··· TEXT TO READ

"Get Him Back" is a song written by American singer Fiona Apple and produced by Mike Elizondo and Brian Kehew for her third album Extraordinary Machine (2005). It was released as a promotional CD single only to triple-A radio as the album's fourth single on February 6, 2006 (see 2006 in music).

In 2003 Extraordinary Machine, which was originally produced by Jon Brion, was submitted to Sony Music executives, who were reportedly unenthusiastic about the finished product and shelved it. On February 26, 2005 radio DJ Andrew Harms at 107.7 The End in Seattle began playing previously unheard tracks from a bootleg copy of Extraordinary Machine, and before long, poor quality copies of "Not about Love", "Get Him Back" and "Used to Love Him" were circulating on the internet. Soon after, CD-quality versions of all the tracks were released through the BitTorrent website TorrentBox. An extensively reworked version of Extraordinary Machine, co-produced by Mike Elizondo and Brian Kehew, was released in October 2005.

······

:: PROBLEM REQUIREMENTS ::
Can you repeat the whole passage on the song "Get Him Back" word for word?

··· RECORD SET

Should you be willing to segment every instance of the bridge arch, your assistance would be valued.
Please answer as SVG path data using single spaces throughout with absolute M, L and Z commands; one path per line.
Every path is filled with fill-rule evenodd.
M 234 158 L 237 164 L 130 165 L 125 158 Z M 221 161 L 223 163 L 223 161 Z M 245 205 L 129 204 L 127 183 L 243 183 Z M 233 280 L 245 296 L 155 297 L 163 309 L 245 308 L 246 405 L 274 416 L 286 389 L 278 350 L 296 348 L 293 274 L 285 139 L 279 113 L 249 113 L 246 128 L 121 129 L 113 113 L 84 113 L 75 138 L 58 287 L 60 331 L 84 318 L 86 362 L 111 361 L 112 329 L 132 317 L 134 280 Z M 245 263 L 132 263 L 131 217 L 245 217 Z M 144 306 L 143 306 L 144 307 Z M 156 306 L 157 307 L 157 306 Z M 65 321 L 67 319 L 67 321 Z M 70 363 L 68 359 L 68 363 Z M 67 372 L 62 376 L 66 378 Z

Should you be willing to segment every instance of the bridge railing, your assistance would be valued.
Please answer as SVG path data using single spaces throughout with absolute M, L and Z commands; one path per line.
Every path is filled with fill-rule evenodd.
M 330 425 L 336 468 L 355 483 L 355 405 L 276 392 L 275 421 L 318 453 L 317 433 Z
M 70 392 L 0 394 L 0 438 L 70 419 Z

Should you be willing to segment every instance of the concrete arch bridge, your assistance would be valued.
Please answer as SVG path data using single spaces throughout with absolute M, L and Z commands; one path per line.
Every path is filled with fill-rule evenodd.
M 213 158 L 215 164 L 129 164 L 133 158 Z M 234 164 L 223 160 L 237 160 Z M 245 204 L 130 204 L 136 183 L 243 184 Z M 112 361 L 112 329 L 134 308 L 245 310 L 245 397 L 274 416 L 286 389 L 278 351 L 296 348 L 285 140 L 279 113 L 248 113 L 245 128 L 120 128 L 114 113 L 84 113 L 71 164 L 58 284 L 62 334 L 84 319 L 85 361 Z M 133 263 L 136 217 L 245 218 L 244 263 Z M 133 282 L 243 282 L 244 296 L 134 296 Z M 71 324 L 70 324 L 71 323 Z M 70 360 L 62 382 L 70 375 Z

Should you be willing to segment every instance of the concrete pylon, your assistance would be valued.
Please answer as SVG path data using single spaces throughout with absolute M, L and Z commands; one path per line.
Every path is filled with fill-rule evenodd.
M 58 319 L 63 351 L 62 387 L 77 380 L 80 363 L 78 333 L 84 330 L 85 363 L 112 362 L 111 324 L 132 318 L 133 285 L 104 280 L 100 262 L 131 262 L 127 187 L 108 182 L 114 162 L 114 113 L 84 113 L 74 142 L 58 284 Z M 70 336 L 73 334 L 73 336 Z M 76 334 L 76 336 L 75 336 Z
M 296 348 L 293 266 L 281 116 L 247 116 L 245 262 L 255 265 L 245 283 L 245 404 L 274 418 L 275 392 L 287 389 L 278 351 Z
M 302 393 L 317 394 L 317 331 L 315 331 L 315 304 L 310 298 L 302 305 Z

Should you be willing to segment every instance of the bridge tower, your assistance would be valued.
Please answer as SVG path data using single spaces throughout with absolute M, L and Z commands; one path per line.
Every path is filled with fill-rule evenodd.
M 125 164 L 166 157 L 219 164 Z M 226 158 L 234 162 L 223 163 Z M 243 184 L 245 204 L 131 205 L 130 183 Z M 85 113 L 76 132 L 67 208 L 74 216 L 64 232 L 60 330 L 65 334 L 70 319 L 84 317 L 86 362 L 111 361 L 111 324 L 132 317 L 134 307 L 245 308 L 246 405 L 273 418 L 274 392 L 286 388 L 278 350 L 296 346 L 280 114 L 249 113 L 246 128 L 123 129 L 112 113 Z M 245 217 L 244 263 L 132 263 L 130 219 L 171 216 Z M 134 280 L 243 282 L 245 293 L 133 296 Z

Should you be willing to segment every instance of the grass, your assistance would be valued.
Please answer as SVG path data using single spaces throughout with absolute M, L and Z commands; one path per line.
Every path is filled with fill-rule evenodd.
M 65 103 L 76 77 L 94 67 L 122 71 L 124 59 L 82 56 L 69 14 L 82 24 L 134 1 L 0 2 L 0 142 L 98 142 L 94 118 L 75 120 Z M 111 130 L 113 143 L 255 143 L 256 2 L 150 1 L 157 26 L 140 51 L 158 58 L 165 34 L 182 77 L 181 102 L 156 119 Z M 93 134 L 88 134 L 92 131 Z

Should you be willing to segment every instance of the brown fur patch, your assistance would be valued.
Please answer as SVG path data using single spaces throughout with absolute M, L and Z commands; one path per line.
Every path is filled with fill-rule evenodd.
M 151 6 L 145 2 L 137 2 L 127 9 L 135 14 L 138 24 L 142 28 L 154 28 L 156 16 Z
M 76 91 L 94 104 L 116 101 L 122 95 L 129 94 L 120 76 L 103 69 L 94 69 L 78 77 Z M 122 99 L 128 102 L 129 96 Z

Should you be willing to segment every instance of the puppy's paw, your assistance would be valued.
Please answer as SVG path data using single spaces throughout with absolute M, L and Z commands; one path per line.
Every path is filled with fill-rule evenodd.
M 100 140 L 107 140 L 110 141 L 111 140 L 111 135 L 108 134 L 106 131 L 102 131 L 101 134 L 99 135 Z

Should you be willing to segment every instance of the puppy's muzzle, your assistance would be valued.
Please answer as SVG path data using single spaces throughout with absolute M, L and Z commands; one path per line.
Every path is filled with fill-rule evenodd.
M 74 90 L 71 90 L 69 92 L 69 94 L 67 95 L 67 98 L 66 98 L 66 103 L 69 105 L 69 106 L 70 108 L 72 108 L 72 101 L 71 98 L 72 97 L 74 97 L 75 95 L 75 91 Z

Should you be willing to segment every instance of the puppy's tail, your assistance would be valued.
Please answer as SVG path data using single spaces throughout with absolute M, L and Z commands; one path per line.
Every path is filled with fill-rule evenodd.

······

:: SOLUTION TO THIS EXERCISE ::
"Get Him Back" is a song written by American singer Fiona Apple and produced by Mike Elizondo and Brian Kehew for her third album Extraordinary Machine (2005). It was released as a promotional CD single only to triple-A radio as the album's fourth single on February 6, 2006 (see 2006 in music).

In 2003 Extraordinary Machine, which was originally produced by Jon Brion, was submitted to Sony Music executives, who were reportedly unenthusiastic about the finished product and shelved it. On February 26, 2005 radio DJ Andrew Harms at 107.7 The End in Seattle began playing previously unheard tracks from a bootleg copy of Extraordinary Machine, and before long, poor quality copies of "Not about Love", "Get Him Back" and "Used to Love Him" were circulating on the internet. Soon after, CD-quality versions of all the tracks were released through the BitTorrent website TorrentBox. An extensively reworked version of Extraordinary Machine, co-produced by Mike Elizondo and Brian Kehew, was released in October 2005.